To do - Find the line that contains "Put a dot on each instance of the cumulus". Repeat that line and all lines following it, exactly, through the end of the listing below.

-------------------------

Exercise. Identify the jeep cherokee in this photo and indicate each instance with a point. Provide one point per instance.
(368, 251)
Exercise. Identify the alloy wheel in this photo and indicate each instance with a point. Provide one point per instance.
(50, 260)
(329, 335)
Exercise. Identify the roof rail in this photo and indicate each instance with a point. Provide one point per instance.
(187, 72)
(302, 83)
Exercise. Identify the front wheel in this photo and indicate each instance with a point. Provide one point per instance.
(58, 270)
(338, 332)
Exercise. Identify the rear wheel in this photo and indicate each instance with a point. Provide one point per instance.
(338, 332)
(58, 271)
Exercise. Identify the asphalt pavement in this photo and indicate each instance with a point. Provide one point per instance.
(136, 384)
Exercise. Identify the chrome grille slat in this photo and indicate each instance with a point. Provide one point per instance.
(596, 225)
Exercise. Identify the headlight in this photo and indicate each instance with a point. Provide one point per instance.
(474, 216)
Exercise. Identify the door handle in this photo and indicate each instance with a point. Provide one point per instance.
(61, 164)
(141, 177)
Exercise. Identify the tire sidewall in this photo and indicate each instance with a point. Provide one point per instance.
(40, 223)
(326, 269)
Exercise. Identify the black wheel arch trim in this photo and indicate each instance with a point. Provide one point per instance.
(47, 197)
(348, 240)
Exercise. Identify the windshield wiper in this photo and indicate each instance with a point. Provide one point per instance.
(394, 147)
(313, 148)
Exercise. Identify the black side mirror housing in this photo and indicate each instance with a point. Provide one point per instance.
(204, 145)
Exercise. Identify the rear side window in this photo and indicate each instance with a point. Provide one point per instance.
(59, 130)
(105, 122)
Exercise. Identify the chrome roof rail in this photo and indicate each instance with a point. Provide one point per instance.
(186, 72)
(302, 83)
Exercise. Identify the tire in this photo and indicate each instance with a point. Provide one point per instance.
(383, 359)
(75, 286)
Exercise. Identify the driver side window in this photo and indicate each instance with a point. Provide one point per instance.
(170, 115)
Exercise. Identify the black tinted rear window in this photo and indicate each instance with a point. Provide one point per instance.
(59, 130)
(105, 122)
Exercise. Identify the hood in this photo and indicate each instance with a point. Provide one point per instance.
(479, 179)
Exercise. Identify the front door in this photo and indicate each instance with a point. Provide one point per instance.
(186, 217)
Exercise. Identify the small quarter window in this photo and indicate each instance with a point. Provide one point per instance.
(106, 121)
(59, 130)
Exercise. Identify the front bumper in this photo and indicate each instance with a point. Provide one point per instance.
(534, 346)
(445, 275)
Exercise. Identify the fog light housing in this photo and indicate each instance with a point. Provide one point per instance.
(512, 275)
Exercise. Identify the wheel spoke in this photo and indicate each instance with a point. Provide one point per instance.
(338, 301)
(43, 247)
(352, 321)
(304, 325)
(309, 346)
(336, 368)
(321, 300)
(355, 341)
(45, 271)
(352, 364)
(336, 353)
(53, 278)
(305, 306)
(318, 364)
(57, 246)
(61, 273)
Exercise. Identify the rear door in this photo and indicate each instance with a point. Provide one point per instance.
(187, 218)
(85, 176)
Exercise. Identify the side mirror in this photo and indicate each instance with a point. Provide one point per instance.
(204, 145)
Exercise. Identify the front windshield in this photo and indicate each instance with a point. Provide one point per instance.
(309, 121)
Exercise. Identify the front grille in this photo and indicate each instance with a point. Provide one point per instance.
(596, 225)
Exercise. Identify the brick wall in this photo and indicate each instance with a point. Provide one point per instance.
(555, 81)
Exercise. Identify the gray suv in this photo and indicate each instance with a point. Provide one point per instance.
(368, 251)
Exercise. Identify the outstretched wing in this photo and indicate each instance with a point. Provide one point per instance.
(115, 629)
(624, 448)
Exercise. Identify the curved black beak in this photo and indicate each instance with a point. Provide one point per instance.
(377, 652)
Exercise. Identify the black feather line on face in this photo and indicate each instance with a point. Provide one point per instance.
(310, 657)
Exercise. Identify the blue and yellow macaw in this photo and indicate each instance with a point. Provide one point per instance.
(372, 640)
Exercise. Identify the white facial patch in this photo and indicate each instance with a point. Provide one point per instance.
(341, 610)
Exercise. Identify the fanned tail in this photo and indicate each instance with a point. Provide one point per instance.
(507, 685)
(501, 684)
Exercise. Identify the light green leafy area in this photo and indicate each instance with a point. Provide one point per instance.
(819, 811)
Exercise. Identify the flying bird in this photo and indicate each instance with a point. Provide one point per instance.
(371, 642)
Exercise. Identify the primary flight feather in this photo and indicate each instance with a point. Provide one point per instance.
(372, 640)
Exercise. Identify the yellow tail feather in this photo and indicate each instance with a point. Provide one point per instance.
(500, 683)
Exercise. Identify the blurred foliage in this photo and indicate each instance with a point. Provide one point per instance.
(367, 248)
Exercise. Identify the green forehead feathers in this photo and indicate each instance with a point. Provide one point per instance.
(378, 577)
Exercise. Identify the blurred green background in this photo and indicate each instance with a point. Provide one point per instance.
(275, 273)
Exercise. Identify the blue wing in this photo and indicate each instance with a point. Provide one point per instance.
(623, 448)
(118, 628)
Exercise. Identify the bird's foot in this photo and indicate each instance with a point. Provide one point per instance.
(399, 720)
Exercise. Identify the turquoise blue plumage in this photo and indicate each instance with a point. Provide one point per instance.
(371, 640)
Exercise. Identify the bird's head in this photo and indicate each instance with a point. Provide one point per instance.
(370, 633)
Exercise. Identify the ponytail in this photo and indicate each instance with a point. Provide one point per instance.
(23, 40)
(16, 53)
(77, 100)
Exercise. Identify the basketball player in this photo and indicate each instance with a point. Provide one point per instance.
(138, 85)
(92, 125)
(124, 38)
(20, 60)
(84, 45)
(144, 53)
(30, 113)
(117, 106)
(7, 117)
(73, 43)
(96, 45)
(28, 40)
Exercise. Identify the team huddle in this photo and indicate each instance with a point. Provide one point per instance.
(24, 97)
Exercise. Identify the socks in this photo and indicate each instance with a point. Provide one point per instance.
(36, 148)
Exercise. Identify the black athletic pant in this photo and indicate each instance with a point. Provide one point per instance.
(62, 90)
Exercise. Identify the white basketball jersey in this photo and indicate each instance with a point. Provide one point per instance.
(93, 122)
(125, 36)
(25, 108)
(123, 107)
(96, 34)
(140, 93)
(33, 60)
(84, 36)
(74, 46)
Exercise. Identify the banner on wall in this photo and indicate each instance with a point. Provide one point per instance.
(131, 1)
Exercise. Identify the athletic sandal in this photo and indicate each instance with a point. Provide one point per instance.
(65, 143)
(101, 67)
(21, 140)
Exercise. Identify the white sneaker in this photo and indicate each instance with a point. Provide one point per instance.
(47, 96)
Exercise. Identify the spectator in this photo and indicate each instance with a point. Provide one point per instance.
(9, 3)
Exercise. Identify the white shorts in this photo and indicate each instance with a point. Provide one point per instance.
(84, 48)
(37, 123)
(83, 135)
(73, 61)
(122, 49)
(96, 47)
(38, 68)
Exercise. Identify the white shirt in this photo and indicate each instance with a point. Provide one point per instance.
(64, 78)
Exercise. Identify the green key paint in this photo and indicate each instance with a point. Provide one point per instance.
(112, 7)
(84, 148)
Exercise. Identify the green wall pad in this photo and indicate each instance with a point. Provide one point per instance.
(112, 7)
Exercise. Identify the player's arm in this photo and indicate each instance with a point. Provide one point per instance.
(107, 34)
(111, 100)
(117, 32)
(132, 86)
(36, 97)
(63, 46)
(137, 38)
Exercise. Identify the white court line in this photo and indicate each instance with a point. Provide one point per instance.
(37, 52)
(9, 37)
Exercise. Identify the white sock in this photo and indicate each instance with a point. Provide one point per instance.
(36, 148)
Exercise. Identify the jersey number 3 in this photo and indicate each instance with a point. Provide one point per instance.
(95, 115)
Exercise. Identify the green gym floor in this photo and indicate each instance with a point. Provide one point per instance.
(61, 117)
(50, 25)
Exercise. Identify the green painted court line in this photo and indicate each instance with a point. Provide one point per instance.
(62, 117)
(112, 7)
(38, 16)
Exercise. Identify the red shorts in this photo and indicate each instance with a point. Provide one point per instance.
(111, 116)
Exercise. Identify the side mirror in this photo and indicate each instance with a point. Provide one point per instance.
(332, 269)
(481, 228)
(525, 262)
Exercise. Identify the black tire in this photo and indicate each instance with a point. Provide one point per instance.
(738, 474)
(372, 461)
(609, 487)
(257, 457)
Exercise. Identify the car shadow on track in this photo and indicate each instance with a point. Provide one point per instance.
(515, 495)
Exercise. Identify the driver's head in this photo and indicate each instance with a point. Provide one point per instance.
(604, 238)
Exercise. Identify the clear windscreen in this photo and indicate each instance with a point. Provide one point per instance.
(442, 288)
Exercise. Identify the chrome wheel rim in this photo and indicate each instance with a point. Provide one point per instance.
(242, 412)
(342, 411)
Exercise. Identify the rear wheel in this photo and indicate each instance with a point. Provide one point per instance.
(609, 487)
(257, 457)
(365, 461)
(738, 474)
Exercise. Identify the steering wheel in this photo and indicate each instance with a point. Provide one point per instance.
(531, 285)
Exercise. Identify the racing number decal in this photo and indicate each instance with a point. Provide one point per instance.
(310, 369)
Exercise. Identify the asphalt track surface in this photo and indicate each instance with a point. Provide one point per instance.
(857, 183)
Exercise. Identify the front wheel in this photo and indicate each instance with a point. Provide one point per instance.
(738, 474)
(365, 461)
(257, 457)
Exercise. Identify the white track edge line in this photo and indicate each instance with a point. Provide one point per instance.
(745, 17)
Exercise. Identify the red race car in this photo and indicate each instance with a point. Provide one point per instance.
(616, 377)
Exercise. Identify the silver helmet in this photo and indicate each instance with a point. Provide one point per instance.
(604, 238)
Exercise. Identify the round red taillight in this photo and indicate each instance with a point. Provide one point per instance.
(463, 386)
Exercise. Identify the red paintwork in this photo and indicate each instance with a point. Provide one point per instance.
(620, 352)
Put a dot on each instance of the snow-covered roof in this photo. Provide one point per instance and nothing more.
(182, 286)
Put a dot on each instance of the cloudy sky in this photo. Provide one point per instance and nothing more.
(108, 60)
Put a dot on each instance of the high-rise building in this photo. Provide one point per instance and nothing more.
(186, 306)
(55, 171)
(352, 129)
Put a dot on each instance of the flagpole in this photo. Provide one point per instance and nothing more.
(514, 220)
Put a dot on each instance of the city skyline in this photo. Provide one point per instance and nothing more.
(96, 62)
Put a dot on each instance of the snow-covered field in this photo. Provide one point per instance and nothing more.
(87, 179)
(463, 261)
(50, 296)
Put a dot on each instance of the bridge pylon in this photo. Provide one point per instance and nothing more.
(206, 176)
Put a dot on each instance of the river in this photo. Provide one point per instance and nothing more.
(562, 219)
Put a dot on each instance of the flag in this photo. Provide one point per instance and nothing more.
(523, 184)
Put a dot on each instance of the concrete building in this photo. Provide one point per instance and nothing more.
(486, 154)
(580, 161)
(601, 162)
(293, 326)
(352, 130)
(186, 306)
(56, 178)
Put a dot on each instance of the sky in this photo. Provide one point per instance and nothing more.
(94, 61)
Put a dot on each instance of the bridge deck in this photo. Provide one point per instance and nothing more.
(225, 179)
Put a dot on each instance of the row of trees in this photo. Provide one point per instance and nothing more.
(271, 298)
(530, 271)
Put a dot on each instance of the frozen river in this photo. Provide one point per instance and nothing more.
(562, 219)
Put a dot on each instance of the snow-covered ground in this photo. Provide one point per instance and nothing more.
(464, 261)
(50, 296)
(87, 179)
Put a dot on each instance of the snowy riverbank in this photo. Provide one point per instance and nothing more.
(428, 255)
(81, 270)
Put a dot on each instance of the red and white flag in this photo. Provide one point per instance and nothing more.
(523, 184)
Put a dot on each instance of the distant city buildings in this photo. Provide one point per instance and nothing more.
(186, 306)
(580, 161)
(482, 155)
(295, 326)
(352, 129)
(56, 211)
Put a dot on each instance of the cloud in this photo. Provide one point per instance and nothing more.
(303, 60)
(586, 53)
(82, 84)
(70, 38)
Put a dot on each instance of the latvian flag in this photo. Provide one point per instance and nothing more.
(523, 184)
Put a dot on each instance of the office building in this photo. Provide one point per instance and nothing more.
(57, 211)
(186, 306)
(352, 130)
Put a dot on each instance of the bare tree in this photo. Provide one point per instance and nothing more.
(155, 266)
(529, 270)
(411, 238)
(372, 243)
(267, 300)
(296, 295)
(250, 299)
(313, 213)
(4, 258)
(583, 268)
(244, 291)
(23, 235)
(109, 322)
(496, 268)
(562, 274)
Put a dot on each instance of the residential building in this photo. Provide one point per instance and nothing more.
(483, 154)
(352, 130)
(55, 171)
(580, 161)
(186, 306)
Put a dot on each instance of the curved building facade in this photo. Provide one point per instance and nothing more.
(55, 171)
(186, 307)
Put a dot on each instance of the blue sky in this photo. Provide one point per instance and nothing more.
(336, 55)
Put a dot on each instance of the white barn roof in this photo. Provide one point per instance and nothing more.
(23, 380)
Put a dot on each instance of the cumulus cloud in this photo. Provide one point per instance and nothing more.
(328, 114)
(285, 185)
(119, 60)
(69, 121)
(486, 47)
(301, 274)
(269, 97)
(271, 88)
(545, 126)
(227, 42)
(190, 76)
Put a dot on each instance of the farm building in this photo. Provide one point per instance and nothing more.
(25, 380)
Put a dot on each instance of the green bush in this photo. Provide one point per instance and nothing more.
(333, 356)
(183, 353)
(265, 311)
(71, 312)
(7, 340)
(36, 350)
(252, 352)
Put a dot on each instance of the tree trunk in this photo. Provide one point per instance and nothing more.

-------------------------

Answer to this problem -
Put a dot on each instance of the cumulus cloud in this photo. Provide one point per instance and nothing more.
(328, 114)
(285, 185)
(119, 60)
(69, 121)
(486, 47)
(301, 274)
(269, 97)
(271, 88)
(545, 126)
(227, 42)
(190, 76)
Put a dot on each instance of the farm building in this photo. Provide one point per instance and nothing more.
(25, 380)
Put a dot on each instance of the green bush in this photo. Provide one point per instance and nothing more.
(333, 356)
(183, 353)
(265, 311)
(71, 312)
(7, 340)
(36, 350)
(252, 352)
Put a dot on each instance of the tree trunk in this photo. Provide one point per instance and nothing more.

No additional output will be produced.